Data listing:
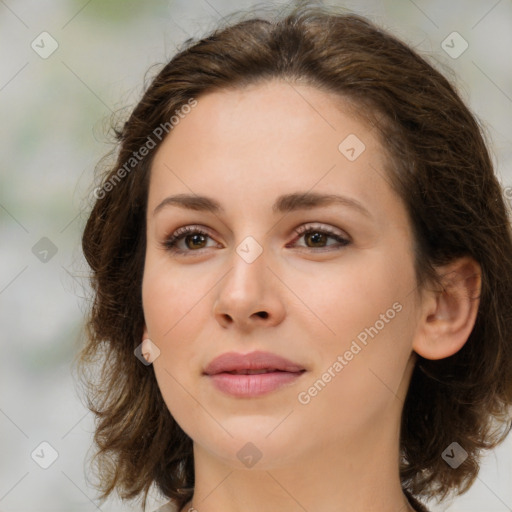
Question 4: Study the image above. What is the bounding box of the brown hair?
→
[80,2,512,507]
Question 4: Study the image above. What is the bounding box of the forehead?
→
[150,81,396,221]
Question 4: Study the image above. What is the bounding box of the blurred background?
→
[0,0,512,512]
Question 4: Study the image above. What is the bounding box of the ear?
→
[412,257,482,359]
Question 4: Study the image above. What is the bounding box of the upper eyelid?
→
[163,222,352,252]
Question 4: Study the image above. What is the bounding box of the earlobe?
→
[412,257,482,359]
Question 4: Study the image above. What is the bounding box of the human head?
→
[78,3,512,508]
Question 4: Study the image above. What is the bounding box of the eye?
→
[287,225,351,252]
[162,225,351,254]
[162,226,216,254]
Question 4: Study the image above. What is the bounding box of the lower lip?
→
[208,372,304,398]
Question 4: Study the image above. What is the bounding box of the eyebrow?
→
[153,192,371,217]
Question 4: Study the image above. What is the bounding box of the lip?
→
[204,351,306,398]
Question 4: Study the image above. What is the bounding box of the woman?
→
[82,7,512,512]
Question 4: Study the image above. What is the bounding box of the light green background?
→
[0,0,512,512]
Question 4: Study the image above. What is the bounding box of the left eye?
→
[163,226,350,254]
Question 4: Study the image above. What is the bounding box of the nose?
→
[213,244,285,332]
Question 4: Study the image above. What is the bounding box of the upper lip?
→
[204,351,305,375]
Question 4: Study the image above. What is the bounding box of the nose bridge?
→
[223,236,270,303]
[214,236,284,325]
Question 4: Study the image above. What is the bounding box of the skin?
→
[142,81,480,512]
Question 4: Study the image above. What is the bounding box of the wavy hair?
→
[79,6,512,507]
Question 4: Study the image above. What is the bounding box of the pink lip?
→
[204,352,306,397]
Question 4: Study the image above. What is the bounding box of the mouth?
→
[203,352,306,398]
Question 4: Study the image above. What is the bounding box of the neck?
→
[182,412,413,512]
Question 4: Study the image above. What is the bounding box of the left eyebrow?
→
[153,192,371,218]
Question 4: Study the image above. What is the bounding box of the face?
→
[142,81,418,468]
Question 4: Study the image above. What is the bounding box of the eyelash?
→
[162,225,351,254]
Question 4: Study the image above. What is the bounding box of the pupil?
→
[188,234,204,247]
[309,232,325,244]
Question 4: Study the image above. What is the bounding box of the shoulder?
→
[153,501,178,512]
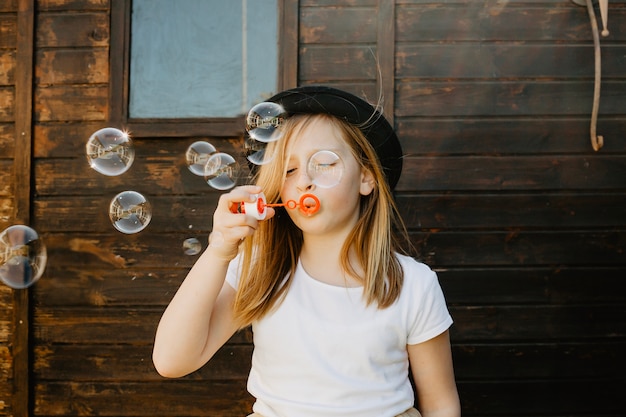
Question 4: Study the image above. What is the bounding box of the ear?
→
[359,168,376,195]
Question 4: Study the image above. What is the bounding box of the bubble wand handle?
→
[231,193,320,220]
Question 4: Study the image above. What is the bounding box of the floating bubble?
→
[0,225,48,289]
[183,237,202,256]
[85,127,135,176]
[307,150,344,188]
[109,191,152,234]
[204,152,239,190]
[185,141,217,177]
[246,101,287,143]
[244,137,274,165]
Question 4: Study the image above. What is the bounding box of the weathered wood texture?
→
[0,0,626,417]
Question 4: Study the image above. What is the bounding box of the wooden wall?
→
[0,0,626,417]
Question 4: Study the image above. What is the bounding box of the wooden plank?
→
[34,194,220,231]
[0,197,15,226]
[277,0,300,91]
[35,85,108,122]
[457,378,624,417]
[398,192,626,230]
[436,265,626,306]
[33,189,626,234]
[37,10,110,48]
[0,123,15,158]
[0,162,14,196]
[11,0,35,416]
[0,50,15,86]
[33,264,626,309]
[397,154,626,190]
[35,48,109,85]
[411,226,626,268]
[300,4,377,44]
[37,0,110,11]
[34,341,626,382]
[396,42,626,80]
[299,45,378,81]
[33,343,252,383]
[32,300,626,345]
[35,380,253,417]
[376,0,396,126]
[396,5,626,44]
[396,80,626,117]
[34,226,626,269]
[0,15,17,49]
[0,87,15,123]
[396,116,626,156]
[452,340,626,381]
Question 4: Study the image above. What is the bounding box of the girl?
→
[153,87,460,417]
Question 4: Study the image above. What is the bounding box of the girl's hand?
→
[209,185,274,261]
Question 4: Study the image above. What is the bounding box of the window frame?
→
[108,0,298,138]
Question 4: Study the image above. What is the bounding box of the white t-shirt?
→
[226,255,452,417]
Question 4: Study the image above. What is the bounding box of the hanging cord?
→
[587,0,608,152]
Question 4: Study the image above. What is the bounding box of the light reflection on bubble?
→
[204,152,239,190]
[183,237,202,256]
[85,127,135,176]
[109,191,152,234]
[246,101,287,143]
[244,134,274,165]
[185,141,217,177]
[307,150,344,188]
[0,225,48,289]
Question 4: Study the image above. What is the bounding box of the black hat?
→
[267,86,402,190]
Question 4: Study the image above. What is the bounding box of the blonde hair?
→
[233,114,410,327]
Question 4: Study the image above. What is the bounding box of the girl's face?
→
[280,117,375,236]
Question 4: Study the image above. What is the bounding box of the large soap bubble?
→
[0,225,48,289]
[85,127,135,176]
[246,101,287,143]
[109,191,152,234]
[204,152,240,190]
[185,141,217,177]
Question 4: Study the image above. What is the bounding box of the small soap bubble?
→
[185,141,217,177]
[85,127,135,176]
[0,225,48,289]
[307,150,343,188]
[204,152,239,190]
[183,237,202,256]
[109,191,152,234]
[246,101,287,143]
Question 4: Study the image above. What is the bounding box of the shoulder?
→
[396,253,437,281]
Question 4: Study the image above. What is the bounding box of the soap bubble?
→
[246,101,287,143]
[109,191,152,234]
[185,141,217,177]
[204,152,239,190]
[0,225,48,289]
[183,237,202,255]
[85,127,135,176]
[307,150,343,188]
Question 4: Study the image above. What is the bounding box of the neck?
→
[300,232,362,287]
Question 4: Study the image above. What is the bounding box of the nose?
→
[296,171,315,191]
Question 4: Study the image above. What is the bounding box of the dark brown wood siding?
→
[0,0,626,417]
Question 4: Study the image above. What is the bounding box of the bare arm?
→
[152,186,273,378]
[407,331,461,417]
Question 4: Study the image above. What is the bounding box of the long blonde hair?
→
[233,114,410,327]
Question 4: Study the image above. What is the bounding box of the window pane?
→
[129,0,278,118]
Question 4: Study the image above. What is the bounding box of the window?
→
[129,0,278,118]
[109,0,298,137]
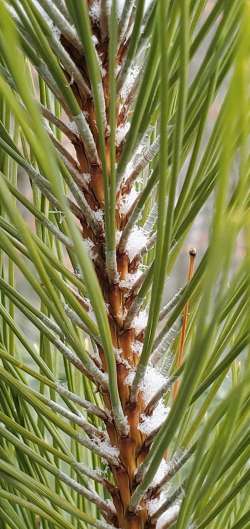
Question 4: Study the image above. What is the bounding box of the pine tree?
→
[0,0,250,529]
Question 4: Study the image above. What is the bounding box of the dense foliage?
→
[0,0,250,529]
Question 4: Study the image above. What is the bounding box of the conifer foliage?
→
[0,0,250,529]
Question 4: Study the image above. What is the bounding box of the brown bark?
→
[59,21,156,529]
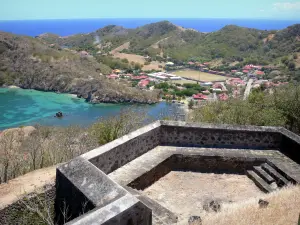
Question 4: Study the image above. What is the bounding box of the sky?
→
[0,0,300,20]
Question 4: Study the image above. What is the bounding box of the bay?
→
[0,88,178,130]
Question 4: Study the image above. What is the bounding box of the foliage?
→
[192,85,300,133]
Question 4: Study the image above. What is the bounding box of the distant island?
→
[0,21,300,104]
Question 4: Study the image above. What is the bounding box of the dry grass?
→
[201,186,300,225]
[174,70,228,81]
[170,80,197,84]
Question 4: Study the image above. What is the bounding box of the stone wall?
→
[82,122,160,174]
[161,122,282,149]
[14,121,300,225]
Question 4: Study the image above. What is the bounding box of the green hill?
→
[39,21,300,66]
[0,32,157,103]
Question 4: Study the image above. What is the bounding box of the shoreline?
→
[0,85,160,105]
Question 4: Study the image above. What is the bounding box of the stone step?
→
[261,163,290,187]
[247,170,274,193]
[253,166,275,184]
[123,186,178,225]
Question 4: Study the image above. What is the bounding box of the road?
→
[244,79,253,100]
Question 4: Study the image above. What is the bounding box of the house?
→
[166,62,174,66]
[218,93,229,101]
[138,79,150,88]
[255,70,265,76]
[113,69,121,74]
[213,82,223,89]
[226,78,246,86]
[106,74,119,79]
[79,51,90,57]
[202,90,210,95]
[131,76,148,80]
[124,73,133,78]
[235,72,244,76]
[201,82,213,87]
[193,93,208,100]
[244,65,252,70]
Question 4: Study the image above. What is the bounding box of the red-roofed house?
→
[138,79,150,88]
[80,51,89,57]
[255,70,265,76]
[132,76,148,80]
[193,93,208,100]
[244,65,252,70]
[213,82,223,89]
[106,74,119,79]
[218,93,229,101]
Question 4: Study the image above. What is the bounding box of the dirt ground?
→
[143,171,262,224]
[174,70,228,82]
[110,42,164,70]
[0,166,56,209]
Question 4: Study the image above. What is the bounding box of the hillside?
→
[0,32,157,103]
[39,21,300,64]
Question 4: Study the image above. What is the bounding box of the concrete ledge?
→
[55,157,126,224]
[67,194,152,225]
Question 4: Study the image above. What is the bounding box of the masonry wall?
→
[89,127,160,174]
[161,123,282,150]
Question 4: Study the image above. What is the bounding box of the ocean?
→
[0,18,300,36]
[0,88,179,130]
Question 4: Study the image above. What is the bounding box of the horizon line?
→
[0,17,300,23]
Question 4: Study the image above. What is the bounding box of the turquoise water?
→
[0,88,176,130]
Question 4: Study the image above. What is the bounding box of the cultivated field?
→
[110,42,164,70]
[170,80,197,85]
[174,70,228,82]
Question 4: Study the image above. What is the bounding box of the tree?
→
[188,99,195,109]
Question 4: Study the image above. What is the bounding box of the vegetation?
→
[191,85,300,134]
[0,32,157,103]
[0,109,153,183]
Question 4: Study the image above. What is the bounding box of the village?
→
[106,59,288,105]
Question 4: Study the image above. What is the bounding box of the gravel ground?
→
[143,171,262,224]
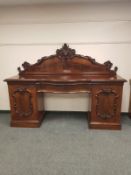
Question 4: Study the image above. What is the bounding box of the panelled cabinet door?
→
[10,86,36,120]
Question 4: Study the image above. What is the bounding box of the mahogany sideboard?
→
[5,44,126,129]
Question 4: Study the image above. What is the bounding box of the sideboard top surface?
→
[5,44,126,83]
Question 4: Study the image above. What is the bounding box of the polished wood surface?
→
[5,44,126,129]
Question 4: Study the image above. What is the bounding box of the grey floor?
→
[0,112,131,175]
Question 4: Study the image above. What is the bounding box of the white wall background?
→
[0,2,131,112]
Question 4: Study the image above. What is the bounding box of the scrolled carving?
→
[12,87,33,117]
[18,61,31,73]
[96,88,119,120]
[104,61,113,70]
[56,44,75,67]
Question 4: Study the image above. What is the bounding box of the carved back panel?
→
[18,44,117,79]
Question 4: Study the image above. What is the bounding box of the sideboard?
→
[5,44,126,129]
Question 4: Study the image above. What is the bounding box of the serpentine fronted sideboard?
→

Task description —
Could you carry over every line of the listing from the line containing "the scrolled carving?" through its end, adding 123 to each bounding-box coordinate?

Response to this task —
Question 4: Study the image above. What is the bounding box of the scrolled carving?
→
[135,210,156,240]
[141,184,154,196]
[219,211,242,243]
[227,184,236,193]
[179,167,198,190]
Question 4: Study the image above. What is the bounding box of the carved back panel?
→
[141,167,240,202]
Question 4: Study the image above. What is the bounding box of the sideboard?
→
[128,167,249,252]
Question 4: Study the image above. What is the bounding box of the serpentine fronted sideboard?
→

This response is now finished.